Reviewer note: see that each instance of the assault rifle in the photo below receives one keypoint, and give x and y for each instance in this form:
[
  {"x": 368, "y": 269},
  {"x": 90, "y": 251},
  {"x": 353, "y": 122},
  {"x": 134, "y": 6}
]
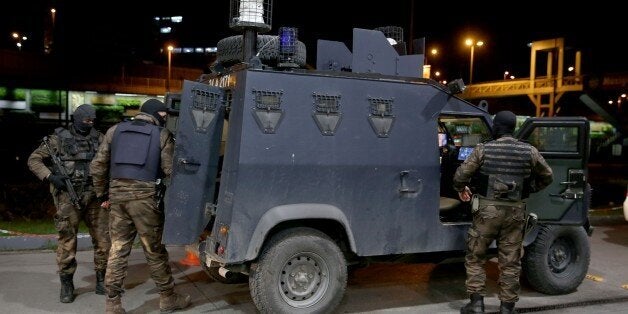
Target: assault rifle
[
  {"x": 58, "y": 168},
  {"x": 160, "y": 191}
]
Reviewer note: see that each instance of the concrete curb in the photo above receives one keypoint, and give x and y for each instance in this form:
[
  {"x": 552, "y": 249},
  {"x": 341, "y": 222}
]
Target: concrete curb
[{"x": 49, "y": 241}]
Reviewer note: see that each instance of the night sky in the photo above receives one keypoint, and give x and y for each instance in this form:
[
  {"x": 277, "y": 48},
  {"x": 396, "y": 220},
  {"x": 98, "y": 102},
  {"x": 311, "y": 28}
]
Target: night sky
[{"x": 125, "y": 28}]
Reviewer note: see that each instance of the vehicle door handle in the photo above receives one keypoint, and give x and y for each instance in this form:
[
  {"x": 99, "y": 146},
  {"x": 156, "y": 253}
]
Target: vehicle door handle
[{"x": 188, "y": 162}]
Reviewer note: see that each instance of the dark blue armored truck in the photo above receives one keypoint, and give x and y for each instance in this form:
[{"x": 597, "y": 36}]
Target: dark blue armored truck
[{"x": 350, "y": 163}]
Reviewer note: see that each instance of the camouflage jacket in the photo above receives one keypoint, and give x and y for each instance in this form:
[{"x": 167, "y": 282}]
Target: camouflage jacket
[
  {"x": 127, "y": 189},
  {"x": 75, "y": 153},
  {"x": 542, "y": 174}
]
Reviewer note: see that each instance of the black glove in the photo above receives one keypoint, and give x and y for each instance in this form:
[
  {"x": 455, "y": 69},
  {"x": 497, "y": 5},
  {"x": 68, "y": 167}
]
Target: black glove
[
  {"x": 58, "y": 181},
  {"x": 102, "y": 198}
]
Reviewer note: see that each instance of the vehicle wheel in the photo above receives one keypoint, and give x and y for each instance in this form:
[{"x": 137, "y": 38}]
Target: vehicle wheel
[
  {"x": 231, "y": 278},
  {"x": 301, "y": 270},
  {"x": 229, "y": 50},
  {"x": 558, "y": 260}
]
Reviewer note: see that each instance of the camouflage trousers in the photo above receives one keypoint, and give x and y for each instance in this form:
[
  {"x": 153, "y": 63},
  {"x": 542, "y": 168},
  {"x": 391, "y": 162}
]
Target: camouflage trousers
[
  {"x": 126, "y": 220},
  {"x": 504, "y": 224},
  {"x": 67, "y": 219}
]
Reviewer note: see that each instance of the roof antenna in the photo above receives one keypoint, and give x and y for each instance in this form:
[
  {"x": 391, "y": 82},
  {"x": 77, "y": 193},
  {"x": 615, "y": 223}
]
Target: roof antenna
[{"x": 250, "y": 17}]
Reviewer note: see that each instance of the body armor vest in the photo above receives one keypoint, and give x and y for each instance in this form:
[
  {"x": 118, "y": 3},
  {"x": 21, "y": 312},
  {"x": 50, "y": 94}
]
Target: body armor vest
[
  {"x": 506, "y": 170},
  {"x": 76, "y": 152},
  {"x": 135, "y": 151}
]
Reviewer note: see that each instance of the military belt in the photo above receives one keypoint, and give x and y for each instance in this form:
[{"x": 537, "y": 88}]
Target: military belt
[{"x": 483, "y": 201}]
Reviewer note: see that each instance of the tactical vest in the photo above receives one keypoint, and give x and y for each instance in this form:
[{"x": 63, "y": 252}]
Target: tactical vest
[
  {"x": 506, "y": 171},
  {"x": 135, "y": 151},
  {"x": 76, "y": 152}
]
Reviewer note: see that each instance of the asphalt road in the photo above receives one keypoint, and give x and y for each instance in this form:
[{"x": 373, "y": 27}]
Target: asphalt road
[{"x": 29, "y": 284}]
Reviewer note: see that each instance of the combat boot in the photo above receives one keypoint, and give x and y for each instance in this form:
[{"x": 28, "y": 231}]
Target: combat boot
[
  {"x": 507, "y": 308},
  {"x": 114, "y": 305},
  {"x": 476, "y": 306},
  {"x": 100, "y": 282},
  {"x": 169, "y": 301},
  {"x": 67, "y": 288}
]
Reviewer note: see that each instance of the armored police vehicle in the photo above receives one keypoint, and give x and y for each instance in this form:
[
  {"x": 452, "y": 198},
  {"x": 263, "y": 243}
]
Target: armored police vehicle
[{"x": 349, "y": 163}]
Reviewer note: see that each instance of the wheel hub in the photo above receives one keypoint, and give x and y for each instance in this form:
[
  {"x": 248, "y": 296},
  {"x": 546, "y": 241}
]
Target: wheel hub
[
  {"x": 559, "y": 256},
  {"x": 304, "y": 279}
]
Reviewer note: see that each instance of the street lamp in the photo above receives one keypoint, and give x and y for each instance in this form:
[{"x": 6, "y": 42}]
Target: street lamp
[
  {"x": 19, "y": 38},
  {"x": 472, "y": 43},
  {"x": 170, "y": 48}
]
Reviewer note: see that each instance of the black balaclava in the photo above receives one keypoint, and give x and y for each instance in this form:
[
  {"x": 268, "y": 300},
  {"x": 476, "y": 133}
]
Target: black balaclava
[
  {"x": 504, "y": 123},
  {"x": 152, "y": 107},
  {"x": 84, "y": 111}
]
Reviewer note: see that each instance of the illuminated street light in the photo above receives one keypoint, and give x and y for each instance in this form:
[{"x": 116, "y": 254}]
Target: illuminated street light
[
  {"x": 170, "y": 48},
  {"x": 472, "y": 43},
  {"x": 53, "y": 13},
  {"x": 19, "y": 39}
]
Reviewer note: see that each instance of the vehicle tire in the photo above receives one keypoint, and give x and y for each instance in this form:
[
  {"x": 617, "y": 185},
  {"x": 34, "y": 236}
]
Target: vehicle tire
[
  {"x": 231, "y": 278},
  {"x": 300, "y": 270},
  {"x": 558, "y": 260},
  {"x": 229, "y": 50}
]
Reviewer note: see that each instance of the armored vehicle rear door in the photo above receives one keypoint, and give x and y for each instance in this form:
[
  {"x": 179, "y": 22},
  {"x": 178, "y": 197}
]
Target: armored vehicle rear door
[
  {"x": 189, "y": 198},
  {"x": 563, "y": 142}
]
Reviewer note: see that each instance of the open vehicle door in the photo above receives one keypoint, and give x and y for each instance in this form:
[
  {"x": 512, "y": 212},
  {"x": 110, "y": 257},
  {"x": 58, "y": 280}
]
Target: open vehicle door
[
  {"x": 563, "y": 142},
  {"x": 189, "y": 198}
]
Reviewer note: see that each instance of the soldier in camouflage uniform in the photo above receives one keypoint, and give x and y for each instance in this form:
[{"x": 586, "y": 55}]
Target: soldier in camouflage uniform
[
  {"x": 509, "y": 171},
  {"x": 75, "y": 147},
  {"x": 133, "y": 155}
]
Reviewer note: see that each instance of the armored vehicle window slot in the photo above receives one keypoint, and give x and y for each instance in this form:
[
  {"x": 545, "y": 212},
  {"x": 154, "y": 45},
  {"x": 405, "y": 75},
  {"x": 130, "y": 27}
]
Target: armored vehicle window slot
[
  {"x": 381, "y": 116},
  {"x": 327, "y": 113},
  {"x": 203, "y": 110},
  {"x": 267, "y": 111}
]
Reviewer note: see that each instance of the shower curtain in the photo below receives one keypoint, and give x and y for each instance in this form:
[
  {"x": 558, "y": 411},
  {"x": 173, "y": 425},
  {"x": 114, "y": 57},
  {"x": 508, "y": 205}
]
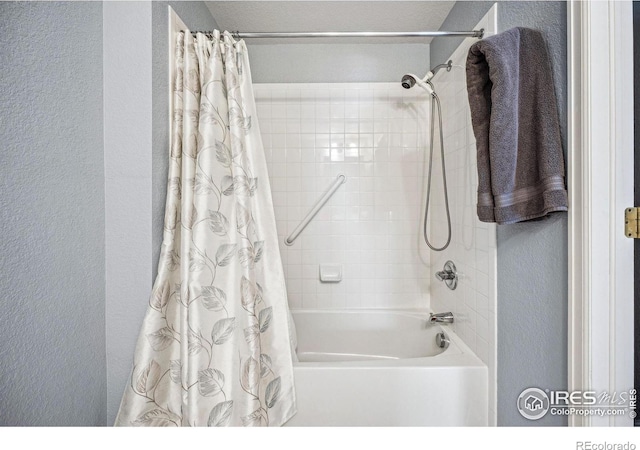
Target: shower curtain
[{"x": 216, "y": 343}]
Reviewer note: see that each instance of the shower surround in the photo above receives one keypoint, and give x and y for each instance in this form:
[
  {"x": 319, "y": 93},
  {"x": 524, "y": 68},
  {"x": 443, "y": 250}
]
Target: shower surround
[
  {"x": 374, "y": 134},
  {"x": 377, "y": 135}
]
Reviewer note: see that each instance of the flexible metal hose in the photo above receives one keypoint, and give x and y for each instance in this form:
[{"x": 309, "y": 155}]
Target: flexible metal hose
[{"x": 444, "y": 175}]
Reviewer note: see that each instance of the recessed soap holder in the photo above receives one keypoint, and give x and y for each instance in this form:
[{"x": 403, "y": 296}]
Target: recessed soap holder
[{"x": 330, "y": 273}]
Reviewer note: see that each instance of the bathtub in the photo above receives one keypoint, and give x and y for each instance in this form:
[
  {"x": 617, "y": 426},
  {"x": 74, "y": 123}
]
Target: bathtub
[{"x": 383, "y": 368}]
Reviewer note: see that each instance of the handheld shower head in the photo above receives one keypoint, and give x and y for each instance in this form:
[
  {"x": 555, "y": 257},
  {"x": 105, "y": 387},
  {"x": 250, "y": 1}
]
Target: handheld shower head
[{"x": 409, "y": 80}]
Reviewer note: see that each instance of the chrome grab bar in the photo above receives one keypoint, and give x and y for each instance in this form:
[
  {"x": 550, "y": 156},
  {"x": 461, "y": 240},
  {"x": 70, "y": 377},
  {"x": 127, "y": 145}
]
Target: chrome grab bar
[{"x": 340, "y": 180}]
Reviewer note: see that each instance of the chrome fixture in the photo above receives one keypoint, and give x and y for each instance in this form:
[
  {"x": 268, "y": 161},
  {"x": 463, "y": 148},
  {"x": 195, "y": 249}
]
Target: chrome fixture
[
  {"x": 449, "y": 275},
  {"x": 358, "y": 34},
  {"x": 442, "y": 340},
  {"x": 441, "y": 317},
  {"x": 408, "y": 81},
  {"x": 339, "y": 181}
]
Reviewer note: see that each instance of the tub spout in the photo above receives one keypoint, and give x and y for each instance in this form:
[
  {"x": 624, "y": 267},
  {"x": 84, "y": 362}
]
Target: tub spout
[{"x": 441, "y": 317}]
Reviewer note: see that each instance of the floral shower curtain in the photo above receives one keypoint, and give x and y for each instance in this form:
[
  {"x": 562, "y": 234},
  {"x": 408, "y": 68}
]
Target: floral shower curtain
[{"x": 216, "y": 343}]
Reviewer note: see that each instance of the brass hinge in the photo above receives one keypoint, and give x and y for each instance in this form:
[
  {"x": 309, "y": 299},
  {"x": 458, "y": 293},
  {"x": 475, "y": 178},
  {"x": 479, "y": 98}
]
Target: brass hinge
[{"x": 632, "y": 223}]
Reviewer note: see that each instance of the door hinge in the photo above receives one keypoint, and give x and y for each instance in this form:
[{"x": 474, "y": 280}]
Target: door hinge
[{"x": 632, "y": 222}]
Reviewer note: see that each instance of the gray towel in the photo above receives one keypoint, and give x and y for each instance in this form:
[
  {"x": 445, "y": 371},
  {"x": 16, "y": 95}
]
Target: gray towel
[{"x": 515, "y": 122}]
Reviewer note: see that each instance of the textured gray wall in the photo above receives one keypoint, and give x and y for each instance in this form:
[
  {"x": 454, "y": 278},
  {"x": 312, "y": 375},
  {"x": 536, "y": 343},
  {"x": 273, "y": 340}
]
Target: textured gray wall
[
  {"x": 127, "y": 165},
  {"x": 197, "y": 17},
  {"x": 52, "y": 327},
  {"x": 532, "y": 257},
  {"x": 336, "y": 63}
]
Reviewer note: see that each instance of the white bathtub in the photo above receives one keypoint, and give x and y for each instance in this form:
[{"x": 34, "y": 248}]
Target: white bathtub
[{"x": 383, "y": 368}]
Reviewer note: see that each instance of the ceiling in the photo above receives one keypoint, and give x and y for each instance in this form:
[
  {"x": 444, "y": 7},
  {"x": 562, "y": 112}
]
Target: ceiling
[{"x": 330, "y": 16}]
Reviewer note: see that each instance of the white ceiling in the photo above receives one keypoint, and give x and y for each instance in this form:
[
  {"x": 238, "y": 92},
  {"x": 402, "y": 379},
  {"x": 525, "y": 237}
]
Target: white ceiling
[{"x": 330, "y": 16}]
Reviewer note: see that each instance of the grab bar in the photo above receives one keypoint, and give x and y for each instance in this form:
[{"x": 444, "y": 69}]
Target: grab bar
[{"x": 340, "y": 179}]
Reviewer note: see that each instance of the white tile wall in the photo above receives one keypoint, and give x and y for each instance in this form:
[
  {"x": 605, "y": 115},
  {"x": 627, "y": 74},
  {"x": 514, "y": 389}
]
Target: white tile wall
[
  {"x": 374, "y": 133},
  {"x": 473, "y": 243}
]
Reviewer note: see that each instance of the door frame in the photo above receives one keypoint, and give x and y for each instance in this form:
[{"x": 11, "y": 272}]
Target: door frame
[{"x": 600, "y": 184}]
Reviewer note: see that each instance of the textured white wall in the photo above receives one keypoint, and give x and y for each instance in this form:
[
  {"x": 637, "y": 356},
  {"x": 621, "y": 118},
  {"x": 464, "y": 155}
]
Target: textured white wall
[{"x": 52, "y": 326}]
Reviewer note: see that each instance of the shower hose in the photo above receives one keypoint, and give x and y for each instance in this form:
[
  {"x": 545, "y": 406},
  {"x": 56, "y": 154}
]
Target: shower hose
[{"x": 444, "y": 175}]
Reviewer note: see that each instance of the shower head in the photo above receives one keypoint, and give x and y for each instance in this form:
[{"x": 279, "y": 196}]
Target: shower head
[{"x": 409, "y": 80}]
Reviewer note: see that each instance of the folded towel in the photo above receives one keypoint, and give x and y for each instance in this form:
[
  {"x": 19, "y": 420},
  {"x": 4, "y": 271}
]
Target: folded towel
[{"x": 515, "y": 121}]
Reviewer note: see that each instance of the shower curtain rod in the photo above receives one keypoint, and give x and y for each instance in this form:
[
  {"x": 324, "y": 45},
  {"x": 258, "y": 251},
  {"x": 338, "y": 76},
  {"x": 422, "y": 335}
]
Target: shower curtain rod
[{"x": 242, "y": 35}]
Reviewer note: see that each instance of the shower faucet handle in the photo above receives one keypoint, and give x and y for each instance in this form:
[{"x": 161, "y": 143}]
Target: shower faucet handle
[{"x": 449, "y": 275}]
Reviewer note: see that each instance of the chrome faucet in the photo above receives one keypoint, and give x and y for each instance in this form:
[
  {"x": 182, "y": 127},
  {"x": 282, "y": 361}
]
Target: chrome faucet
[{"x": 441, "y": 317}]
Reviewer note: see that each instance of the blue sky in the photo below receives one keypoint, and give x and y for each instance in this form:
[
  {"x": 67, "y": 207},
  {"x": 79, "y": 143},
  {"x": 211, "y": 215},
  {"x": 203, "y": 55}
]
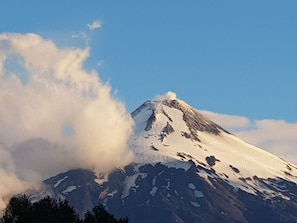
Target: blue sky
[{"x": 232, "y": 57}]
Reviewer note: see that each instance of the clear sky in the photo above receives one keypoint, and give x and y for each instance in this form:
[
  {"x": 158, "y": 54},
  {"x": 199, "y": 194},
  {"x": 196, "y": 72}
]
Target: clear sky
[{"x": 235, "y": 57}]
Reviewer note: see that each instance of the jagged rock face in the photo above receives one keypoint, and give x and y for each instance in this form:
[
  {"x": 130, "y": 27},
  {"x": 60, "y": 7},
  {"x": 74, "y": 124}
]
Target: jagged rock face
[
  {"x": 186, "y": 169},
  {"x": 160, "y": 194}
]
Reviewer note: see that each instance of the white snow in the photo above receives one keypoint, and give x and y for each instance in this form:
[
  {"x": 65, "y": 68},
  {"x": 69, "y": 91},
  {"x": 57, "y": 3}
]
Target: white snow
[
  {"x": 60, "y": 181},
  {"x": 130, "y": 184},
  {"x": 235, "y": 158},
  {"x": 69, "y": 189}
]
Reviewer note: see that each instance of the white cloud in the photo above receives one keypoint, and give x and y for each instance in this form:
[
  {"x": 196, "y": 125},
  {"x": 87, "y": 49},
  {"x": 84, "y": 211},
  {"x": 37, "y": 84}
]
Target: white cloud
[
  {"x": 95, "y": 25},
  {"x": 275, "y": 136},
  {"x": 167, "y": 96},
  {"x": 58, "y": 94}
]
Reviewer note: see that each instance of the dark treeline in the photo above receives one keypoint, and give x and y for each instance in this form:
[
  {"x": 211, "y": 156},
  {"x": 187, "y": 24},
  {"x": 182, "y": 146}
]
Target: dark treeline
[{"x": 48, "y": 210}]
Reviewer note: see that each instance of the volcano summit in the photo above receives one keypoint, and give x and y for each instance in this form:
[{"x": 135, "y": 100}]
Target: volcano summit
[{"x": 186, "y": 169}]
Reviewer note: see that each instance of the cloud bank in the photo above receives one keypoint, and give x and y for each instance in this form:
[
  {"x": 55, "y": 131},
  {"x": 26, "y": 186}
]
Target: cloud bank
[
  {"x": 275, "y": 136},
  {"x": 95, "y": 25},
  {"x": 54, "y": 115}
]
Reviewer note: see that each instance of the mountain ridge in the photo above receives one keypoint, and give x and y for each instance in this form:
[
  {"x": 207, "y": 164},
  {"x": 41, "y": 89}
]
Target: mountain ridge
[{"x": 186, "y": 169}]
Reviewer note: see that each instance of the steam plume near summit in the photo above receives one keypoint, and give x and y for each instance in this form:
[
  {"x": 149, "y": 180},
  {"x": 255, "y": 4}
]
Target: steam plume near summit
[{"x": 54, "y": 115}]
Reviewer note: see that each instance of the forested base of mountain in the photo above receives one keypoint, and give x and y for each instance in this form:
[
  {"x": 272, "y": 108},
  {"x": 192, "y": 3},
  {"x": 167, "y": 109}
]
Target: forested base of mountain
[{"x": 48, "y": 210}]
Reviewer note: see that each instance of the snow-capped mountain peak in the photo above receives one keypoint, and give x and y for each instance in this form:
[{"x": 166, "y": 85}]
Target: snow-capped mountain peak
[
  {"x": 186, "y": 169},
  {"x": 172, "y": 132}
]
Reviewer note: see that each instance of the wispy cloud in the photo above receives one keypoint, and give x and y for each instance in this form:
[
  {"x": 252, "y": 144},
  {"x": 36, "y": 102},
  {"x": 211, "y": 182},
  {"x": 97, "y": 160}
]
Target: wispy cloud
[
  {"x": 95, "y": 25},
  {"x": 276, "y": 136},
  {"x": 59, "y": 96}
]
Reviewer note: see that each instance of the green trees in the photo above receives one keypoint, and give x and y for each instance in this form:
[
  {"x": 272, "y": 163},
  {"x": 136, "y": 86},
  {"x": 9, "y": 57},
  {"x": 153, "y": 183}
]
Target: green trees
[
  {"x": 99, "y": 214},
  {"x": 49, "y": 210}
]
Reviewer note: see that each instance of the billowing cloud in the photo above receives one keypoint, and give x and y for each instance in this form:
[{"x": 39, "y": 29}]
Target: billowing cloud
[
  {"x": 275, "y": 136},
  {"x": 54, "y": 115},
  {"x": 95, "y": 25},
  {"x": 168, "y": 96}
]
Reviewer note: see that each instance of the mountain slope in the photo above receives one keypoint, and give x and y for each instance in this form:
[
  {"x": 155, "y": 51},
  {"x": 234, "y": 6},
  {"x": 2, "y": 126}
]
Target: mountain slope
[{"x": 186, "y": 169}]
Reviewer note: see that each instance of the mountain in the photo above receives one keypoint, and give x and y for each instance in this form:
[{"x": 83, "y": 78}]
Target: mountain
[{"x": 186, "y": 169}]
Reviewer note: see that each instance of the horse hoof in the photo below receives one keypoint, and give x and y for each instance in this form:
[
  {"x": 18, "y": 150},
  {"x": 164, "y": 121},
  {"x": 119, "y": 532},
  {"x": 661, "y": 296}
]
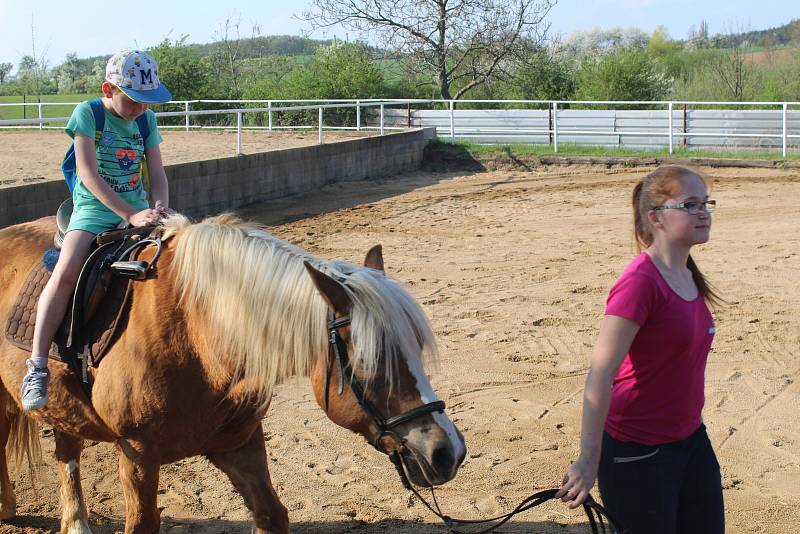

- [Short task] Which lines of the items above contain the word "steam"? Gather every one of them and copy each line in full.

- [Exercise answer]
Reviewer note: see that each instance of the steam plume near summit in the photo above receives one keypoint, and give x and y for each instance in this form:
Target: steam plume near summit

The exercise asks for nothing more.